§ **Dataset lines on where objects appear**:
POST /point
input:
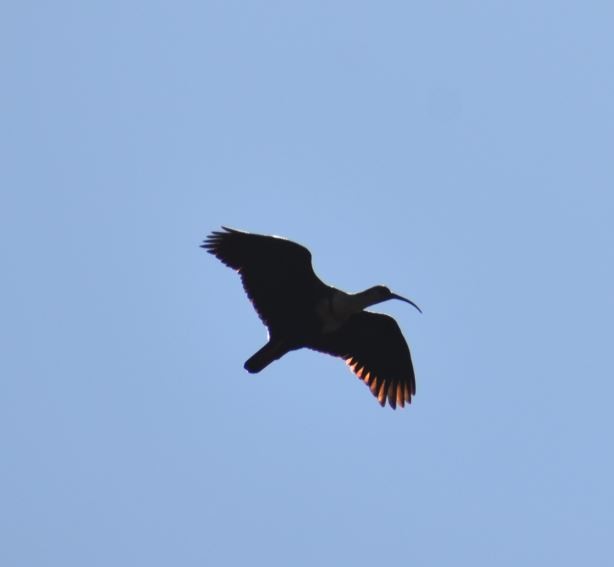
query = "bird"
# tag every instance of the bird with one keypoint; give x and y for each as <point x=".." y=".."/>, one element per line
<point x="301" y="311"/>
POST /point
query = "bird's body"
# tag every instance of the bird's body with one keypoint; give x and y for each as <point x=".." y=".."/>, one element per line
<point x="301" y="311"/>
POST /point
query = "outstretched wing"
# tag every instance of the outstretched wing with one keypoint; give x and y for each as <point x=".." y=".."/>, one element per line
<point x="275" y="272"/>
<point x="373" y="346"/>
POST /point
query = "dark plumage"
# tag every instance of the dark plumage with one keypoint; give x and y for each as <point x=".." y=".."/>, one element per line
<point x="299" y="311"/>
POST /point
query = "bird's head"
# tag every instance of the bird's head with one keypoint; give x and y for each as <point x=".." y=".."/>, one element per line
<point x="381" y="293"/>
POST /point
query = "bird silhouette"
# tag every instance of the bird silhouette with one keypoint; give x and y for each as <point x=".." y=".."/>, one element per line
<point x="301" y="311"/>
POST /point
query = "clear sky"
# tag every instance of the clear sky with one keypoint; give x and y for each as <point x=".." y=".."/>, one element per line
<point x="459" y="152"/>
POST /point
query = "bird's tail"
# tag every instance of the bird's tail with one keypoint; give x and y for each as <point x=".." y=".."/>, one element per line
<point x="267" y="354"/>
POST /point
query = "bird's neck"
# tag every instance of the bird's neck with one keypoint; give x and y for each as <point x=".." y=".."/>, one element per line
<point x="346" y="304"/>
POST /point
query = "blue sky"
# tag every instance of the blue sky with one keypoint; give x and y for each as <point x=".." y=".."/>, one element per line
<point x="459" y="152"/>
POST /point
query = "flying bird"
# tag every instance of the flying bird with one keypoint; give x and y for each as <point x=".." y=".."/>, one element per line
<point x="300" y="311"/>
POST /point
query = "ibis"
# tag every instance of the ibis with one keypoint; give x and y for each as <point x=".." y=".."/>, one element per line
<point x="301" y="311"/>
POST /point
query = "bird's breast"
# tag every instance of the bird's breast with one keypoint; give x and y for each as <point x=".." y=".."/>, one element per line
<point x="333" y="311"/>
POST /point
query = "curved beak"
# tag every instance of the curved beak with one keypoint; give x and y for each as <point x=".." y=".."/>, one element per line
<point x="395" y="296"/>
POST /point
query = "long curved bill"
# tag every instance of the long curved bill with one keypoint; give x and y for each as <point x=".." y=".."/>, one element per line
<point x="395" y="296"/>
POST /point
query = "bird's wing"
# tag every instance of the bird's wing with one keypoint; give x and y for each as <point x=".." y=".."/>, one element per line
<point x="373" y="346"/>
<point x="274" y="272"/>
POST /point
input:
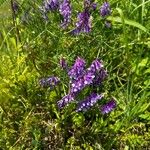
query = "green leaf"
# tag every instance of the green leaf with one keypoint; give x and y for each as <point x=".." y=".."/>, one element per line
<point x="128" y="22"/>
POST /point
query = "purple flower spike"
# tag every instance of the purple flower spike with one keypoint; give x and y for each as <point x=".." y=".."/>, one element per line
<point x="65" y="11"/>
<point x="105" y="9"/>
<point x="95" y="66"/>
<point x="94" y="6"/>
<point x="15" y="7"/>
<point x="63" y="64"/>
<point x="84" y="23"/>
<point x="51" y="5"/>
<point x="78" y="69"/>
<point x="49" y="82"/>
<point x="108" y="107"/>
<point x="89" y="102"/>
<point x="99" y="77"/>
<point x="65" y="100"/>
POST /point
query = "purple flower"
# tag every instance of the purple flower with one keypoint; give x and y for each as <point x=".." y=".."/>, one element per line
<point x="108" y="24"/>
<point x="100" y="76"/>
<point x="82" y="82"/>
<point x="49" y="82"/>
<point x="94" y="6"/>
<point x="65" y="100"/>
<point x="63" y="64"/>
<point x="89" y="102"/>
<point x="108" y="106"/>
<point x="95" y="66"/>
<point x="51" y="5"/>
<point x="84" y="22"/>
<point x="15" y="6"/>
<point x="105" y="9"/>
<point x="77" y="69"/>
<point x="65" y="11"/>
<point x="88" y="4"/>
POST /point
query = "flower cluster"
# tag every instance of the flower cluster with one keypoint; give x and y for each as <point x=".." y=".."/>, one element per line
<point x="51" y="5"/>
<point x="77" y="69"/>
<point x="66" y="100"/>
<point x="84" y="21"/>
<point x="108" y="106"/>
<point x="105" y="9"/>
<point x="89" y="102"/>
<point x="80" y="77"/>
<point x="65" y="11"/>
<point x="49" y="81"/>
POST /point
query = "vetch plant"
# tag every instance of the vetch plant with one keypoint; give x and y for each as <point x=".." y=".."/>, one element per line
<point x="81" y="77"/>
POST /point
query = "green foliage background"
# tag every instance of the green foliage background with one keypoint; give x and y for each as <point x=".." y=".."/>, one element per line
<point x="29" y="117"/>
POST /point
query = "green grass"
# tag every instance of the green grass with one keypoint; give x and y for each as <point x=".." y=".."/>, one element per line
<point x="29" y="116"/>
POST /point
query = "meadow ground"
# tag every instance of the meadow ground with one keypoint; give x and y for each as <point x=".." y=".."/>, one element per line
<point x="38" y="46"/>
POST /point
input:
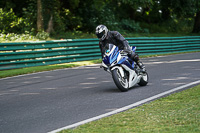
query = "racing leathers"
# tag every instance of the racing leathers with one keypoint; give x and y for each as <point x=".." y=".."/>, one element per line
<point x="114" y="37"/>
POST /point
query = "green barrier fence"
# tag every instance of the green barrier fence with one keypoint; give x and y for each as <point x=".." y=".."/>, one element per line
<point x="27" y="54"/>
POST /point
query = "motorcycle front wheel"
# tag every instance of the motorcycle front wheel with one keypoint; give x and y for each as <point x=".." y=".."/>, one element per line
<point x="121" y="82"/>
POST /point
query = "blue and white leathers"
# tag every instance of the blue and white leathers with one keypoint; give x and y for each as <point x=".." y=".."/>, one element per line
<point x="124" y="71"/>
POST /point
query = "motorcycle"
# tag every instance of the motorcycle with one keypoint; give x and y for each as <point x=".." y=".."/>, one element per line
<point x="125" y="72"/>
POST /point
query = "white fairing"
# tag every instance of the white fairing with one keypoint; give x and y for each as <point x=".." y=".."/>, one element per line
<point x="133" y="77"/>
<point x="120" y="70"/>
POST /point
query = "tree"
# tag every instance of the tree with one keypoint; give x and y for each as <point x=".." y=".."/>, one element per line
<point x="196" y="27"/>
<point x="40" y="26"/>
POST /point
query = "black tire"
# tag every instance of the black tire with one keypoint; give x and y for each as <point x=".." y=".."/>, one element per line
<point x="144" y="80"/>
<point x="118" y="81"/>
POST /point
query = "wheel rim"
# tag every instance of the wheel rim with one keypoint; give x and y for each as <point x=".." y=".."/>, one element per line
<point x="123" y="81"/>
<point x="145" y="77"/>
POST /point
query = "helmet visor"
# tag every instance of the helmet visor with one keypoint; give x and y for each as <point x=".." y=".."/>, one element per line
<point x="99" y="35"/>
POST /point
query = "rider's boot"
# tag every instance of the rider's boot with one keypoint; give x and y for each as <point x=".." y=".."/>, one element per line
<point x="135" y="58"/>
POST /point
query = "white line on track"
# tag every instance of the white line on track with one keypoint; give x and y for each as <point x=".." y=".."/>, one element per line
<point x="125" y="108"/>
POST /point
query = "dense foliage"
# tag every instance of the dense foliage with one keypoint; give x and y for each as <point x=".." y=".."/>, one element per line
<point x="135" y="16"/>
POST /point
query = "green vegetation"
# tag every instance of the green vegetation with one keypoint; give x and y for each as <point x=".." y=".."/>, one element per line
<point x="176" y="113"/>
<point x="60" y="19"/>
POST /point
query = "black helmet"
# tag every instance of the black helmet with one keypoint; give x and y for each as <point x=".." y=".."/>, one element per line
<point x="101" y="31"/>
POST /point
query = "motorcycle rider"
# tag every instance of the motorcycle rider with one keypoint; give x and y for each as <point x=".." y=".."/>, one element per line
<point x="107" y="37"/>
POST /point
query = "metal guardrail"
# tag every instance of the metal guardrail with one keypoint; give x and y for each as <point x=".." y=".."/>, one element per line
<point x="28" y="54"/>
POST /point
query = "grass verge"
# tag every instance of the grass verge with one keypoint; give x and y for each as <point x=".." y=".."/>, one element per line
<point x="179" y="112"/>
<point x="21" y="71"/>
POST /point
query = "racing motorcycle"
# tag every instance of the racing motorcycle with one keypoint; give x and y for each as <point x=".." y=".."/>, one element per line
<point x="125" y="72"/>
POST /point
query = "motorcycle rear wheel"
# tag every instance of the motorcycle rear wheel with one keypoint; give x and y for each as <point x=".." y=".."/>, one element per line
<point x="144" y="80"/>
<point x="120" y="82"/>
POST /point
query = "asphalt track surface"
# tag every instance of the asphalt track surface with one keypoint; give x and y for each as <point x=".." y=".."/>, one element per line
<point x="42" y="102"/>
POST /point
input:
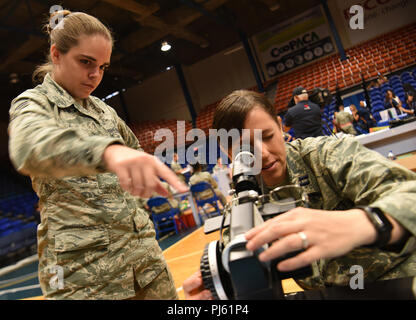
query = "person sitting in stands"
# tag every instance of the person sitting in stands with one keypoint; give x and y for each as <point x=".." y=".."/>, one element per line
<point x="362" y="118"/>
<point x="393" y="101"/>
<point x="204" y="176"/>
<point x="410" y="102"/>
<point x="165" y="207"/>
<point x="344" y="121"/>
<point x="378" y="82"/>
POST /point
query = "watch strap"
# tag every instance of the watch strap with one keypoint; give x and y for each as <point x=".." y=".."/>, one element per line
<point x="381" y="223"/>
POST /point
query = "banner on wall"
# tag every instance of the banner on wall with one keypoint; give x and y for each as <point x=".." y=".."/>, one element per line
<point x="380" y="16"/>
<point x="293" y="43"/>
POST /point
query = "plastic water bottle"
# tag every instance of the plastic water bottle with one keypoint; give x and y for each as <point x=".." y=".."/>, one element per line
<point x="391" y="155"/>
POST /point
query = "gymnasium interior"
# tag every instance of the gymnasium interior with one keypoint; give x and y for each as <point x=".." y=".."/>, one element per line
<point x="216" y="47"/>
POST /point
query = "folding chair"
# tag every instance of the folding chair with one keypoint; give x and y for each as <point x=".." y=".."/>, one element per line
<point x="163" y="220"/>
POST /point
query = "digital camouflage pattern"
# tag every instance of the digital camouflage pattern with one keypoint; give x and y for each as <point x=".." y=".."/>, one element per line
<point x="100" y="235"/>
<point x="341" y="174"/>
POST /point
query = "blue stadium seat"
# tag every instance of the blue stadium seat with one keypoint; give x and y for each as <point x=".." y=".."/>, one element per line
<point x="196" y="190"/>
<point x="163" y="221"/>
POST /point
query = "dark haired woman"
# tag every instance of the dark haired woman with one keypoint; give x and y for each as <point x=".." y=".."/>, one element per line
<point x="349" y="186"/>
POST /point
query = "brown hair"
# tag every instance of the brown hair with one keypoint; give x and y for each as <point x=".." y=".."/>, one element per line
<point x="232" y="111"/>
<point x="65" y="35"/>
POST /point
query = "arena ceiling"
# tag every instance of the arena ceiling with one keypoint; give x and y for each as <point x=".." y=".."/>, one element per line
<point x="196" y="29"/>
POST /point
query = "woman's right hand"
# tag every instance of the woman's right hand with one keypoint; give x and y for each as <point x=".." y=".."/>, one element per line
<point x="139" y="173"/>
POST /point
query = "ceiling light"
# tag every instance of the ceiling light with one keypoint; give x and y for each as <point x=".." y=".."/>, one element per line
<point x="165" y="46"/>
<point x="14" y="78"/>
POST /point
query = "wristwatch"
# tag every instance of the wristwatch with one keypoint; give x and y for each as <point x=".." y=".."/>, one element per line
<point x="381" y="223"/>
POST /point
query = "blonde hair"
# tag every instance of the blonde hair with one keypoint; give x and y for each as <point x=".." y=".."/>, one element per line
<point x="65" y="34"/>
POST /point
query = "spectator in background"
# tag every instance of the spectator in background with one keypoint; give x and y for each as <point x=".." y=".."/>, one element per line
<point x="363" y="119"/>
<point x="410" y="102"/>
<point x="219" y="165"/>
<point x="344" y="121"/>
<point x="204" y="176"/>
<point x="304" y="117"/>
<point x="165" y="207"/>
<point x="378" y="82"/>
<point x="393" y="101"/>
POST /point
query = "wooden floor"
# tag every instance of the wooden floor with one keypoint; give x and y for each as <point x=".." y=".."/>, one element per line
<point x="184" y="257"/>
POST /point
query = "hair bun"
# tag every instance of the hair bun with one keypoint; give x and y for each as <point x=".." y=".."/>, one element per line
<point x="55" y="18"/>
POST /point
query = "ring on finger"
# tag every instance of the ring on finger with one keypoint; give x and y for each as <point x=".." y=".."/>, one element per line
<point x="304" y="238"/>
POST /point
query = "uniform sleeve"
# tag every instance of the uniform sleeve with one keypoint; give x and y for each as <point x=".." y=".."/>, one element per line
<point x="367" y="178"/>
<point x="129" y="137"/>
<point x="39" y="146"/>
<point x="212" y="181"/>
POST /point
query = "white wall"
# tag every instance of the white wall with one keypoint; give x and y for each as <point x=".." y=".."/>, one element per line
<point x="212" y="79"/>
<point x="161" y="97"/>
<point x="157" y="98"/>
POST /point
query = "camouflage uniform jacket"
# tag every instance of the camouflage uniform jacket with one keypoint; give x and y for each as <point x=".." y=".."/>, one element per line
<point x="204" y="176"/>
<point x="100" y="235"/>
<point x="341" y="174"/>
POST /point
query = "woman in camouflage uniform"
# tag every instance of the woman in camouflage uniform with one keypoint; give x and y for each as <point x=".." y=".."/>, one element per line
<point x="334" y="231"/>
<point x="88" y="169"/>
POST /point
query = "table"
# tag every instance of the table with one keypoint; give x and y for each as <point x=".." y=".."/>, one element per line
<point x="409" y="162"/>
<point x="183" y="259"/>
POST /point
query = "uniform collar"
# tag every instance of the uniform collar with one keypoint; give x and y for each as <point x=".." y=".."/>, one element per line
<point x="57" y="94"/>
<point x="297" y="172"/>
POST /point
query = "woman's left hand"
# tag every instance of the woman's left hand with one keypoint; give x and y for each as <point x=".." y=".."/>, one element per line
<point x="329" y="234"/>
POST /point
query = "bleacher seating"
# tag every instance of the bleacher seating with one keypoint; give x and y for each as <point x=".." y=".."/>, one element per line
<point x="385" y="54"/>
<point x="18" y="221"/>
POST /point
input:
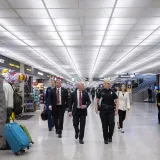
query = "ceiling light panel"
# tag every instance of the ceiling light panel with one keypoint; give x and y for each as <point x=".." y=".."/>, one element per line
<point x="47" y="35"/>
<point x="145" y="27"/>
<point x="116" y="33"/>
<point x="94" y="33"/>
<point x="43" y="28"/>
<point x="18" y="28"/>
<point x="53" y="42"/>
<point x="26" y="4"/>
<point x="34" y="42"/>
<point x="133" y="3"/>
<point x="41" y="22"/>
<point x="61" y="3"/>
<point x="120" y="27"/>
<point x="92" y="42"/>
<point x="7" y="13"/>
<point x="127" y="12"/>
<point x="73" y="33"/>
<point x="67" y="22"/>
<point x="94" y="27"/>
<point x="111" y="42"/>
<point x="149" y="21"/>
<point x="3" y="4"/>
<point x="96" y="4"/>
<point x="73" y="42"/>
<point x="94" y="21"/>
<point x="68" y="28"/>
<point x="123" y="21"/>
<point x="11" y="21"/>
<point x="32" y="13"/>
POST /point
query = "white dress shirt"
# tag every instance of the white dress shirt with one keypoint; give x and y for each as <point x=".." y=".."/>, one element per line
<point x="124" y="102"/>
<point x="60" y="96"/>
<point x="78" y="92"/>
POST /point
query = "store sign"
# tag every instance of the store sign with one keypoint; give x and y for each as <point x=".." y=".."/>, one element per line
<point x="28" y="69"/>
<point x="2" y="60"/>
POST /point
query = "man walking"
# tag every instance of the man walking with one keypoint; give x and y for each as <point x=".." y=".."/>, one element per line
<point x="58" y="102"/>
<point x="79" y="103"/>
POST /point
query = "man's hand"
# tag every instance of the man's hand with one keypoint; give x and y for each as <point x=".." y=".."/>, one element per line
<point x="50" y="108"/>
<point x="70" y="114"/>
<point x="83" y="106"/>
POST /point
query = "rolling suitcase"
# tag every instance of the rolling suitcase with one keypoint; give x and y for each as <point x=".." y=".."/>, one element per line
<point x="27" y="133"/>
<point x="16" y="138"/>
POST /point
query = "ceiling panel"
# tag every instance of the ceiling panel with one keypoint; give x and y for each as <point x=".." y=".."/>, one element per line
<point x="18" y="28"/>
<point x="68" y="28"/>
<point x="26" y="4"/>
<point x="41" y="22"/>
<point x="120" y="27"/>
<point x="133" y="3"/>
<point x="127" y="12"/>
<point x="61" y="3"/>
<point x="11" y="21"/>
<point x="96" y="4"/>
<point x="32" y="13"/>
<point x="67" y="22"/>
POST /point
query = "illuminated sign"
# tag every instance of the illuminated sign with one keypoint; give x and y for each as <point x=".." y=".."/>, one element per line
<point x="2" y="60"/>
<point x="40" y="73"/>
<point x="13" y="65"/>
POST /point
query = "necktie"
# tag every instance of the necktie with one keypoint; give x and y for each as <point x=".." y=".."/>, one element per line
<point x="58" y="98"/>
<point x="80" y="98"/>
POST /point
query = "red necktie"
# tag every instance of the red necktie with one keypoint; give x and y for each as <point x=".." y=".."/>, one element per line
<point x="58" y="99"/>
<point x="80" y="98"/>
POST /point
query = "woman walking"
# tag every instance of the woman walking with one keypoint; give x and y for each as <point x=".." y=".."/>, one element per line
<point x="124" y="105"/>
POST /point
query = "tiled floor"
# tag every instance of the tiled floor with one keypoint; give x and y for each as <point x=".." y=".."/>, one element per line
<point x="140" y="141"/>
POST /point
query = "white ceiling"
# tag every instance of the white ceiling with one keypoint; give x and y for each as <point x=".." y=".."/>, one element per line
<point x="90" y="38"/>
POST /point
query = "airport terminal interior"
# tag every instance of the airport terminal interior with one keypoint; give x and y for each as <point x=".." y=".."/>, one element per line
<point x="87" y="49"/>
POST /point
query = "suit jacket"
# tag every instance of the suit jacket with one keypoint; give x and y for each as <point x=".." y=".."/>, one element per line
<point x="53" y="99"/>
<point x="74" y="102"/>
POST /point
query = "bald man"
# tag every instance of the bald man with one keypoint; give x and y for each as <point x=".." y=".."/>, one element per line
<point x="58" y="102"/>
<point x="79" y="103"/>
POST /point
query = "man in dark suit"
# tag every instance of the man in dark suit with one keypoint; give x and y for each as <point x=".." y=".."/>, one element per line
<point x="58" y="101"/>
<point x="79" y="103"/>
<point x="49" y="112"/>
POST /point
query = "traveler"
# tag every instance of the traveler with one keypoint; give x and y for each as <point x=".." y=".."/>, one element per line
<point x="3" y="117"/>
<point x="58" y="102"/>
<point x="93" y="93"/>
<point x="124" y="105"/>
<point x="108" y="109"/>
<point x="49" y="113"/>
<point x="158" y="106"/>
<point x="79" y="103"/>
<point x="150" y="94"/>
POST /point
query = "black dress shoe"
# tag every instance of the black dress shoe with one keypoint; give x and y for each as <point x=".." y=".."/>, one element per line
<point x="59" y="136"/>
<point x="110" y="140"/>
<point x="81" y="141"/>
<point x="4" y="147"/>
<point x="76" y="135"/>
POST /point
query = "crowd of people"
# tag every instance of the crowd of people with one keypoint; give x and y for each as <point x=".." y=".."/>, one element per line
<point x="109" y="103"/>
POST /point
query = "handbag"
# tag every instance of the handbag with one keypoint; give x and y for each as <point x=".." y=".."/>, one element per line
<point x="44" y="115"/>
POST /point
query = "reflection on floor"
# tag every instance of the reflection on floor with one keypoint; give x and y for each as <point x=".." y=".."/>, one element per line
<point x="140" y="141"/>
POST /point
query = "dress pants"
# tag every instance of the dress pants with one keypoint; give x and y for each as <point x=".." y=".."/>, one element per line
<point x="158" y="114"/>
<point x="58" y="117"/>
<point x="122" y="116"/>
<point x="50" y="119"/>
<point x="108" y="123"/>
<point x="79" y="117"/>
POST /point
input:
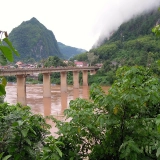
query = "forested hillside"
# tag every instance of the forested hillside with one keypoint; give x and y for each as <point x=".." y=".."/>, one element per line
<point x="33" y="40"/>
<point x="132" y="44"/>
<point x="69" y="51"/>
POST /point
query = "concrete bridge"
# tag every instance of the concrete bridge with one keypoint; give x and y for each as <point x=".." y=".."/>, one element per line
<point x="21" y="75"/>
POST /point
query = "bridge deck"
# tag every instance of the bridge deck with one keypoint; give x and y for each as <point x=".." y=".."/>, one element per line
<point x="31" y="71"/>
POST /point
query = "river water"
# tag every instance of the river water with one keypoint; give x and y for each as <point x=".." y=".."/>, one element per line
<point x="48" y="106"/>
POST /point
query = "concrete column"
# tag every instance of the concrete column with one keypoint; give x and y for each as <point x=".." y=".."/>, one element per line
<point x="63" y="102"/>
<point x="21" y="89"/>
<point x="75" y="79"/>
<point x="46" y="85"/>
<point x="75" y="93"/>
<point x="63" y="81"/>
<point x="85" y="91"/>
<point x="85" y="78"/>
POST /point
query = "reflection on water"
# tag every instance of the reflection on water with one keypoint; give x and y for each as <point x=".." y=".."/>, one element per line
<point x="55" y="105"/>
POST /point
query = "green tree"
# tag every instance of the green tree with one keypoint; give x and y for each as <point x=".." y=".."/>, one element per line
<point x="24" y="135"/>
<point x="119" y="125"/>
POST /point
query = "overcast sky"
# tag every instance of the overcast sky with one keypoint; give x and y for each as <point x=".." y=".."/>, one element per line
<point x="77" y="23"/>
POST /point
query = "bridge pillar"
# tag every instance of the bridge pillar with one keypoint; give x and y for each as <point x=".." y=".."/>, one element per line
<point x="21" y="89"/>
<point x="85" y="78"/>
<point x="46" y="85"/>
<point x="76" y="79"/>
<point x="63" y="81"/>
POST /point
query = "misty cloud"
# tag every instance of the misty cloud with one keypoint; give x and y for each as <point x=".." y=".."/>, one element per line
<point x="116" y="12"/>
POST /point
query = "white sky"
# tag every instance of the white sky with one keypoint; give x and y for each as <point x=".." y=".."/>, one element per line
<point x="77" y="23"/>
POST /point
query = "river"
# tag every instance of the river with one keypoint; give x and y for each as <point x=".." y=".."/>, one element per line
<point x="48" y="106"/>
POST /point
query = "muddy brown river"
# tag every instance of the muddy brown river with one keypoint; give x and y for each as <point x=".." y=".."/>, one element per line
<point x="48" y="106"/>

§ **Task objective**: Pick out every line above that contains the string "left", matching case exactly.

§ **Complete output**:
query = "woman's left hand"
# tag every instance of the woman's left hand with one keypoint; give x and y for each as <point x=".." y=".."/>, one element per line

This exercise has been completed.